Start of Given records
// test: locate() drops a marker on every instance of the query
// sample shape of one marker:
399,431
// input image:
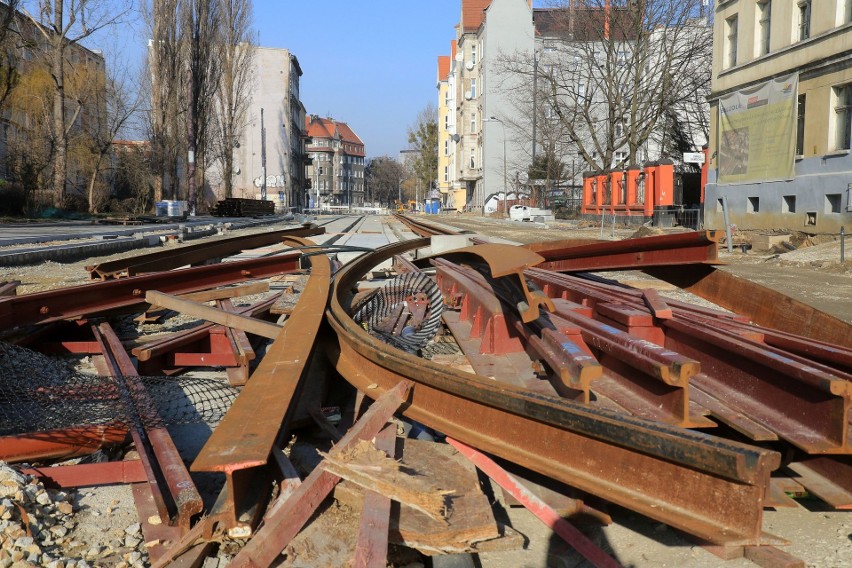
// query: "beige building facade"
807,44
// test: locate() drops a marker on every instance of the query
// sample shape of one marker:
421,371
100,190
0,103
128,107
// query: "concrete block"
766,242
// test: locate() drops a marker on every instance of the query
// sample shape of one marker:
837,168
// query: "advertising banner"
757,132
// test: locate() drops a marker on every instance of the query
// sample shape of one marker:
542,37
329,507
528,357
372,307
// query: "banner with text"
757,132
End of Given records
What to work on: Word-for-word copy, no pictures: write out the entries above in full.

Answer section:
// test: locate() drops a marker on every instance of the query
// sample shape of one marker:
399,431
// input image:
// query: "beige building facade"
807,44
// test: locate() drops a marker on every instance of the query
// sample shape of one marker:
421,371
100,190
0,103
128,107
// query: "concrete block"
766,242
// test: locate() drops a marker on every instance of the query
// sample shape of one marker:
837,168
// query: "advertising banner"
757,132
// test: locate() drops a marker on every instance of the query
// sample shape of one marker:
542,37
329,507
528,357
372,307
// query: "banner with text"
757,132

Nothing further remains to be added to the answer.